• [Task brief]: Reproduce the lines of the material exactly, excluding every image.

*** Opening of Record set ***

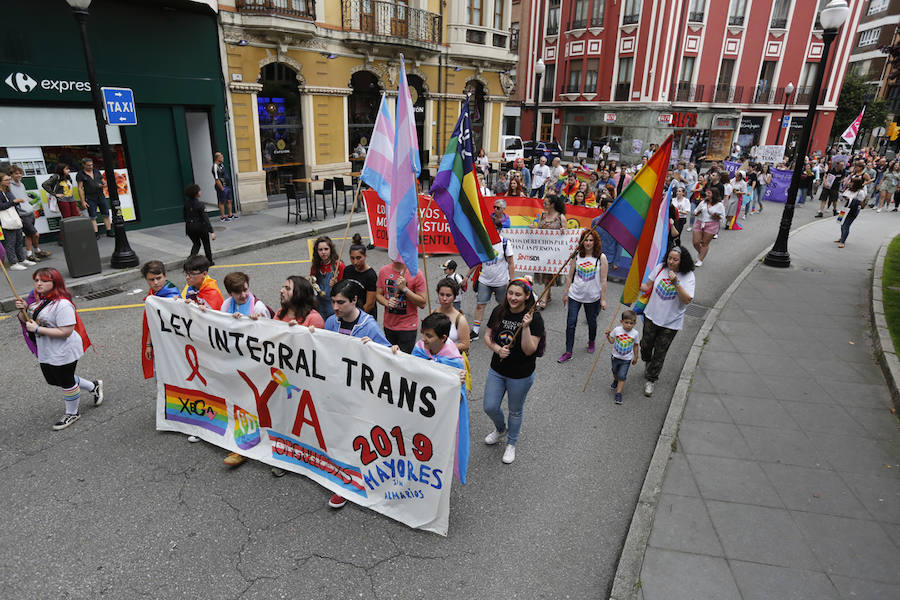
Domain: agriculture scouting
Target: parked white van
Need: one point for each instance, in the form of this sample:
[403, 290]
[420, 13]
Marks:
[511, 148]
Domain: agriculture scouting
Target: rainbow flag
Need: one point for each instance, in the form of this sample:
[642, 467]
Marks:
[403, 208]
[456, 192]
[657, 257]
[627, 219]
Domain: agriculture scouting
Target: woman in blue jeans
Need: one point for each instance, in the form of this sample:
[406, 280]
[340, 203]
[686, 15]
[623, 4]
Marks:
[585, 286]
[512, 366]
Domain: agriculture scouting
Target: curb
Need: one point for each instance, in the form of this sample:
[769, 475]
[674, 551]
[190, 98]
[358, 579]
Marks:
[885, 352]
[626, 582]
[123, 276]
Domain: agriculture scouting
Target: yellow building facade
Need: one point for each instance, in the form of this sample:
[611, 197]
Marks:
[305, 80]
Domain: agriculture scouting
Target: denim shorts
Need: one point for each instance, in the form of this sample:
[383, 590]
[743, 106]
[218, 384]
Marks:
[486, 291]
[620, 368]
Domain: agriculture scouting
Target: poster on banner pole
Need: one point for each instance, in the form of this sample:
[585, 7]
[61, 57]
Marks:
[541, 250]
[770, 154]
[375, 427]
[777, 190]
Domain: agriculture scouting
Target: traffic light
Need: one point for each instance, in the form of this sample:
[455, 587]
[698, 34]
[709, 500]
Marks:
[893, 131]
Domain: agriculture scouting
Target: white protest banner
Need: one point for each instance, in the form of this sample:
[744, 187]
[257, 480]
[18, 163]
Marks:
[377, 428]
[541, 250]
[770, 154]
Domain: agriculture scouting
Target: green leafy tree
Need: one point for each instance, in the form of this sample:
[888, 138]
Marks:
[850, 102]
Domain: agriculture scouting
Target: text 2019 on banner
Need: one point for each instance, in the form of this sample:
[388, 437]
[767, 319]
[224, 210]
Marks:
[376, 428]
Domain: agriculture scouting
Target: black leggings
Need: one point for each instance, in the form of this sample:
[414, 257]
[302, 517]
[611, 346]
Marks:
[198, 237]
[60, 375]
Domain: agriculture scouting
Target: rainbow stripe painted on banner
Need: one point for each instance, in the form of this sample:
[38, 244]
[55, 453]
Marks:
[196, 408]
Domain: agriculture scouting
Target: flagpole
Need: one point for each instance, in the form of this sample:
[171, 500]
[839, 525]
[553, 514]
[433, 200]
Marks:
[597, 358]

*** Close of Record set ***

• [Written reply]:
Domain: agriculture scouting
Target: parked white van
Need: one point for each instance, in the form of this sample:
[403, 290]
[420, 13]
Marks:
[511, 148]
Domain: agriculture scouting
Target: rainbow flag
Need: one point for each instance, in the form of this sample:
[642, 467]
Marks:
[403, 208]
[456, 192]
[657, 257]
[627, 219]
Domain: agriculture scouting
Target: woman in blue jeans
Need: one point for each instance, in the form of this sample:
[406, 280]
[340, 203]
[686, 15]
[623, 4]
Marks:
[585, 286]
[512, 366]
Domain: agriculture scouting
Target: curb
Need: one point for each instance, in the form of this sample:
[769, 475]
[674, 551]
[190, 98]
[358, 579]
Marks:
[885, 352]
[626, 582]
[123, 276]
Domain: agriculture scouting
Target: yellow building facade
Need: one point for each instance, in the form of this sample:
[611, 197]
Marks:
[305, 80]
Domain: agriculture scouting
Target: denim shorts
Need: one point for each instance, in the form of this sample:
[383, 590]
[743, 106]
[218, 384]
Marks:
[486, 291]
[620, 368]
Domain: agriculture scouting
Target: poster on banner pole
Need: one point for each instance, in the form of this sample:
[585, 7]
[61, 57]
Marks:
[541, 250]
[770, 154]
[375, 427]
[777, 190]
Domain: agriculture scouting
Target: traffic light
Need: one point for each instance, in the form of this sample:
[455, 587]
[698, 34]
[709, 500]
Marks:
[893, 131]
Domain: agriculture scouting
Target: white protest banner
Need: one point for each instance, in the form of this sample:
[744, 187]
[257, 480]
[18, 163]
Marks:
[377, 428]
[541, 250]
[770, 154]
Domain: agriculture scouting
Target: green leafy tree
Need: one point for each instance, in the form of this sample:
[888, 138]
Marks:
[850, 102]
Domain: agriculture scouting
Target: text 2019 on banner
Need: one point for each instance, in the form of this sample:
[388, 437]
[767, 319]
[224, 210]
Marks:
[376, 428]
Domain: agriculture scouting
Target: black leggings
Need: one point for each instance, in the form of this sample:
[414, 257]
[302, 517]
[611, 346]
Marks:
[198, 237]
[60, 375]
Domain: agriculture scouting
Target: rainbow stripe painted on banner
Need: one point for each instance, in the form of this sample:
[38, 244]
[55, 453]
Marks:
[196, 408]
Domain: agriculture scouting
Target: flagpole
Need: one point for each instance, in the form of this sample:
[171, 500]
[839, 525]
[553, 514]
[433, 200]
Marks:
[597, 358]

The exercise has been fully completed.